* TASK LIST
(a) In the article on intensive care imaging in 2050, what frequency range does the pencil-shaped ultrasonography probe have?
(b) Extend the article on intensive care imaging in 2050 past its final sentence.

* PASSAGE PROVIDED
Intensive Care Medicine

, Volume 43, Issue 8, pp 1135–1137 | Cite as

Intensive Care Medicine in 2050: the future of medical imaging

What's New in Intensive Care

Medical history and clinical examination relying on inspection, palpation, percussion and auscultation were the first essential tools of medical investigation. During the early years of the twenty-first century, medical imaging with X-rays, ultrasound, computed tomography (CT) scan and magnetic resonance imaging (MRI) became essential parts of care in intensive care medicine. Imaging has further evolved in 2050. This huge progress is owing to the miniaturization of devices, decreased acquisition time, and technology improvements allowing imaging to move to the patient bedside [1]. Morbidity and mortality associated with transportation of critically ill patients to the imaging department no longer exist.


Ultrasonography performed by the intensivist is the indispensable imaging tool and has replaced the stethoscope [2]. The intensivist masters cardiac, general ultrasound (US) and guidance of invasive procedures. Every intensivist carries a pocket sonography probe in order to diagnose and guide the treatment of patients in and out of the intensive care unit (ICU) [3, 4]. The ultrasonography probe is the shape of a pencil with a wide frequency range (1–10 MHz) and wireless connection to a cellular phone and/or the operator’s watch. The image may be projected onto the cellular screen, to a heads-up display worn by the clinician, or to a larger screen for training or conferencing purposes. Ultrasonography images are shared real-time over internet connections for remote expert level consultation. The system has 3D capability to allow re-construction of structures from the standard scan (Fig. 1).

Peripheral, central, arterial extra corporeal membrane oxygenation catheters and other invasive procedures are performed safely using the modern guiding device [5] with continuous visualization of the needle from skin penetration to target position. Intensivists routinely perform paracentesis, thoracentesis, pericardiocentesis, lumbar puncture, pleural device insertion, suprapubic cystostomy, pyelonephrostomy, and drainage of abdominal collections using ultrasonography guidance.

Coupled laser-stimulated US allows the exploration of tissues without contact. Laser stimulation induces subtle warming of explored tissues, which is reflected back to the surface and detected by a second laser device [1]. Functional assessment of renal function is performed after intravenous infusion of ultrasonic contrast media. There is no longer any need to compute the classical creatinine clearance. Daily chest assessment in patients with lung disease is performed at the bedside with the same probe connected by Wi-Fi to the virtual extra-large screen of the cardiac monitor [6].

Decentralized hard disks allow downloading of large quantities of ultrasonography data that can be correlated with information from MRI, CT, or electrical impedance tomography [6]. Tele-ultrasonography is standard [7], allowing the review of complex cases via video conference with expert radiologists. This occurs during bedside rounds or in formal conferences as valuable opportunities to review challenging cases with specialists located overseas.


Owing to its low sensitivity, and despite decreased radiation dose, conventional X-ray imaging is no longer used in ICU. Previous experience with CT scanner relocation in the operating room to perform vertebroplasty [8] or nodule ablation [9] has been extended to the ICU. By 2050, a dedicated low dose CT-scan [10] will be present in every ICU allowing accurate and total body imaging of the most severe ICU patients (i.e. receiving extracorporeal therapies) in a safe environment. In cases of bleeding requiring embolization, the patient is not moved out of the ICU, but the interventional imaging physician provides care in the ICU at the bedside.

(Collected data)

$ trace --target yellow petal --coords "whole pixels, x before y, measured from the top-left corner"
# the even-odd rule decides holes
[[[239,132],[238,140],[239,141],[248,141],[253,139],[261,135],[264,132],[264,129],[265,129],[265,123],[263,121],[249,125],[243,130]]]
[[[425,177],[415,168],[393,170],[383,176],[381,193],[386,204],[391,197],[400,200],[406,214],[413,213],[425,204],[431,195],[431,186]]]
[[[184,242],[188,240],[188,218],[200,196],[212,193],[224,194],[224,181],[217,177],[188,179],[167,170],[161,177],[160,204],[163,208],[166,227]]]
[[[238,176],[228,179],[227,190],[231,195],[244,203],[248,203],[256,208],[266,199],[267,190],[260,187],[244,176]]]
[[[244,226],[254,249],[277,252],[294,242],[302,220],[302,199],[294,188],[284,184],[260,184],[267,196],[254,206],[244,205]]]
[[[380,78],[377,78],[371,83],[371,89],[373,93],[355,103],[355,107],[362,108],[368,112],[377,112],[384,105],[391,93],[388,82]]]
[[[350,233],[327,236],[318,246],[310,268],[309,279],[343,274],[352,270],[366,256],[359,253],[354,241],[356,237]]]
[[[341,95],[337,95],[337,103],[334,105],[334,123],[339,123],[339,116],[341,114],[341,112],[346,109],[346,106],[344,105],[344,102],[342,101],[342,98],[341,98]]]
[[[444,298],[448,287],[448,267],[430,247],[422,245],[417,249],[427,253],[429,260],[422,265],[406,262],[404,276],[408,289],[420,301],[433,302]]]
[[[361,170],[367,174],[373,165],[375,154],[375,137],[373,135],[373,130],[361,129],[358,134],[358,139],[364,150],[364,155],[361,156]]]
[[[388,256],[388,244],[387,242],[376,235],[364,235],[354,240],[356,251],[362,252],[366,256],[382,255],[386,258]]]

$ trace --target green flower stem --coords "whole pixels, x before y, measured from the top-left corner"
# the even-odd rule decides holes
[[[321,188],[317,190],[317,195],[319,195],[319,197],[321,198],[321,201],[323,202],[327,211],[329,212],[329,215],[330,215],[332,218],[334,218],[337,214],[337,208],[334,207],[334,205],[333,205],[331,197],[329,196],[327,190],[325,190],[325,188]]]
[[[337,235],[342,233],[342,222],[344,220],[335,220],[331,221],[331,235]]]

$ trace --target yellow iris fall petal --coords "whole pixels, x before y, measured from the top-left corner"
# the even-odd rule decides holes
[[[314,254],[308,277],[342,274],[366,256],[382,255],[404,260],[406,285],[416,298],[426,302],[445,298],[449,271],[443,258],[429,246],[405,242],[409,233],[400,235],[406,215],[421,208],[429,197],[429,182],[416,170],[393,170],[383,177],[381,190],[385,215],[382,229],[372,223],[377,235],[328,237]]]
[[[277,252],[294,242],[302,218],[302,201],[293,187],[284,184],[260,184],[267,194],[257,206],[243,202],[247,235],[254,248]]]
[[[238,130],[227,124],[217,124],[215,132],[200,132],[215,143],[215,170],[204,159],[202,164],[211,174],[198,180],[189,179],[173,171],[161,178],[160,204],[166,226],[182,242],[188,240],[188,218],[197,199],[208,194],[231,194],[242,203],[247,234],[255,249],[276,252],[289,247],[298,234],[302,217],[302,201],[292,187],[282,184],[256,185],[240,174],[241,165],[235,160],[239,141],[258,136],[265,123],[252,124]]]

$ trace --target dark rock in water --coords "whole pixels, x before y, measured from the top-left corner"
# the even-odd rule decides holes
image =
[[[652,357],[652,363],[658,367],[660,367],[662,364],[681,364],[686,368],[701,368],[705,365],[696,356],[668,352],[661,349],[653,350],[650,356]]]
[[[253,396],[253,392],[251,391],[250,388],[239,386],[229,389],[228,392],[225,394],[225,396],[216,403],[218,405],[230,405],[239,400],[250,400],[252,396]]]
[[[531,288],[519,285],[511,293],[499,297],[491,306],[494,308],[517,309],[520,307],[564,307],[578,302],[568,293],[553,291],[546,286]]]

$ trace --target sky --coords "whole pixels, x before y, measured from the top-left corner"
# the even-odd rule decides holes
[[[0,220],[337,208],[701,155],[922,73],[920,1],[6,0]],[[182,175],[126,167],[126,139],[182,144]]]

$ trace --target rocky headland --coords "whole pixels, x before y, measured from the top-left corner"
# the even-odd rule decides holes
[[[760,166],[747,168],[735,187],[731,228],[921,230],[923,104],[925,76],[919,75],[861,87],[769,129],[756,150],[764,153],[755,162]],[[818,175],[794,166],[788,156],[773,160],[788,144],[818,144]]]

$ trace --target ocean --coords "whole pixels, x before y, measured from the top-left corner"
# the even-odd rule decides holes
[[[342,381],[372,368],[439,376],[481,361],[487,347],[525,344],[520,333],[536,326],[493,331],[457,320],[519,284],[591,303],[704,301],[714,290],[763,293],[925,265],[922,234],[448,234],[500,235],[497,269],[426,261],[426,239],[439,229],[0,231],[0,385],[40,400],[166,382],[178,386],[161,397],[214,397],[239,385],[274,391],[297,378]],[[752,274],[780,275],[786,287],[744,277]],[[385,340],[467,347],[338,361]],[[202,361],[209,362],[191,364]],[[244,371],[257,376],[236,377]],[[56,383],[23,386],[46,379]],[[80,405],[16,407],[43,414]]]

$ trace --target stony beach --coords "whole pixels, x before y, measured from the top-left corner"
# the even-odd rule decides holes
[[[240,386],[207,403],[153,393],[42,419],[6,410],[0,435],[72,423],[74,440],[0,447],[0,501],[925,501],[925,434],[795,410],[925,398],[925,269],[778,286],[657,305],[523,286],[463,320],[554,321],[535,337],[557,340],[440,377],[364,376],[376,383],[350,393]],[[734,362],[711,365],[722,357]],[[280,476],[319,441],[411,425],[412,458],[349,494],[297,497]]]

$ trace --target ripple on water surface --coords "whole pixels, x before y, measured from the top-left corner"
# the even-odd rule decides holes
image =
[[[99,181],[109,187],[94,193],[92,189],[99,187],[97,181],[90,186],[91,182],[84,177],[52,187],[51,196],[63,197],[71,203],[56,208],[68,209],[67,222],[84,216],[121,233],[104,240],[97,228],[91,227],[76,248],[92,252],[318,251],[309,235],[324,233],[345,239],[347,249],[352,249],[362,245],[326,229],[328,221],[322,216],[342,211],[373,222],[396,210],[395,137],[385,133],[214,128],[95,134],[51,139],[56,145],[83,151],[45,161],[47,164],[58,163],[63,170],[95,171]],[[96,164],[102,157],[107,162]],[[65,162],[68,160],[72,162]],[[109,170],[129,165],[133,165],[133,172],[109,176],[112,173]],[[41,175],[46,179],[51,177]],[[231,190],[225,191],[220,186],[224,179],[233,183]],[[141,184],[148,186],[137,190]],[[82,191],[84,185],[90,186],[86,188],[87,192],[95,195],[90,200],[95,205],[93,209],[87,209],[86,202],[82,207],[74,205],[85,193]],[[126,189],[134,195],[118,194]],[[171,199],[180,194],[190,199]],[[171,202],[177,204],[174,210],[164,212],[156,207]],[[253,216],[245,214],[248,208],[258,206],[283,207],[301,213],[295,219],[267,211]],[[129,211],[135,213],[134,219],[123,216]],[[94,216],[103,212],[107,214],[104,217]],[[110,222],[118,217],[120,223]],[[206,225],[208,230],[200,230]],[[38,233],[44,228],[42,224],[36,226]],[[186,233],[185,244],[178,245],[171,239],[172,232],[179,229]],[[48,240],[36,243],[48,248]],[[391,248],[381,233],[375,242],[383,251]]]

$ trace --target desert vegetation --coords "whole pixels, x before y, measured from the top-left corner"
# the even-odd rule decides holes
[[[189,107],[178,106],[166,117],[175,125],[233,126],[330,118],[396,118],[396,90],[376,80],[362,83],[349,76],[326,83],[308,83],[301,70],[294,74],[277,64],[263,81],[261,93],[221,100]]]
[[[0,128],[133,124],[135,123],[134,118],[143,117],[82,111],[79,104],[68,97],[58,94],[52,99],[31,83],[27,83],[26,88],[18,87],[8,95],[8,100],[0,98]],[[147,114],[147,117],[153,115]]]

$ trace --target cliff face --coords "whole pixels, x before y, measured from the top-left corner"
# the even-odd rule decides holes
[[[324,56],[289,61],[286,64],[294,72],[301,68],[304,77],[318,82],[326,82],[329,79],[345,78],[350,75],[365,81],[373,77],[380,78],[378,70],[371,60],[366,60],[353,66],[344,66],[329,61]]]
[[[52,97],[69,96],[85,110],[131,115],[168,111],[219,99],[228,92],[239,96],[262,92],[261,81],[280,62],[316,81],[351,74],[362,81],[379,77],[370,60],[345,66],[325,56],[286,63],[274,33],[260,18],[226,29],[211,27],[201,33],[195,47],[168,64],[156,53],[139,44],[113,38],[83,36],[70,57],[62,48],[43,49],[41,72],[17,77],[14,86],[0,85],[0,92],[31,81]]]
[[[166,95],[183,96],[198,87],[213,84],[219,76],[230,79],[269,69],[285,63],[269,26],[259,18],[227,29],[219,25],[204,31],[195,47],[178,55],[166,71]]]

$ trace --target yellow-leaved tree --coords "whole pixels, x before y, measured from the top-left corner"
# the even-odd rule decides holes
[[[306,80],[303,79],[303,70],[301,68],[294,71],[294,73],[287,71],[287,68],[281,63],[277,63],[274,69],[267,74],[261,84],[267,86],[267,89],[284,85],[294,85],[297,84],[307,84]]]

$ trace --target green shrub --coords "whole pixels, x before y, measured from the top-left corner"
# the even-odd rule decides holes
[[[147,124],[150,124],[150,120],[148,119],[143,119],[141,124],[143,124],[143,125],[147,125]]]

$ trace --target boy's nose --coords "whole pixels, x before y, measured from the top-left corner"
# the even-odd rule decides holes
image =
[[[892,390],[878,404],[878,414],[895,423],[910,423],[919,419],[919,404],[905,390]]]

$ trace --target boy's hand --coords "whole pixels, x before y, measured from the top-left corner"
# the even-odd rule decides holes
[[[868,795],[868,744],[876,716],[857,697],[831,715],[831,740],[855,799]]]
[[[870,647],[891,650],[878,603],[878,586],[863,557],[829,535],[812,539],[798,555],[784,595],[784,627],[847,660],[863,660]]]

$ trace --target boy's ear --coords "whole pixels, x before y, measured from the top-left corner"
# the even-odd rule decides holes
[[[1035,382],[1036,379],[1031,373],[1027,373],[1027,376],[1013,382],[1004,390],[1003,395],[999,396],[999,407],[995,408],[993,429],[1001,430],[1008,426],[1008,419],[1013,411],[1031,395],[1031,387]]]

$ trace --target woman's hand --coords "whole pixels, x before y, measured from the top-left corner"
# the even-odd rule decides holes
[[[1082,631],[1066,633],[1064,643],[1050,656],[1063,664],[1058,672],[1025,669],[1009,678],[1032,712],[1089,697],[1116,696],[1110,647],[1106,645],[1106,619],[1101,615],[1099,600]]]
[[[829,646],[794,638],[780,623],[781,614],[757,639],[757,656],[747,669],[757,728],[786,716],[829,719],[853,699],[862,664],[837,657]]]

* REPLIES
(a) 1–10 MHz

(b)
Magnetic resonance imaging has replaced CT scanning as the first method for brain imaging. The size and weight of MRI machines have decreased (to less than 100 kg) owing to lessened magnetic fields (no more than 0.1 Tesla). As a consequence, neither a Faraday cage nor an expensive cooling system using liquid helium are mandatory and these MRI machines are part of ICU equipment and can eventually be moved to the bedside. Open MRI machines with a limited region of interest permit the assessment of patients treated with the most complex supportive therapies (Fig. 1). The performance of these machines is sufficient to diagnose sub-arachnoid hemorrhage, encephalitis, and ischemic stroke allowing indicated thrombolytic therapy to be administered without delay. Due to improvements in computer processing and signal acquisition, the time required for image acquisition is similar to CT. The MRI machine performs rapid high-quality body imaging (heart, lung, abdominal, vascular) which, when coupled with novel contrast agents, permits high-quality pulmonary angiography images. MRI also permits the diagnosis of secondary cholangitis and can assess obstructive uropathy. Injection of contrast media agents is used to demonstrate the site of biliary duct leakage after surgery [11]. Rapid interpretation of MRI imaging is the responsibility of radiologists connected to the ICU team via a telemedicine connection for immediate integration of the results by the bedside team.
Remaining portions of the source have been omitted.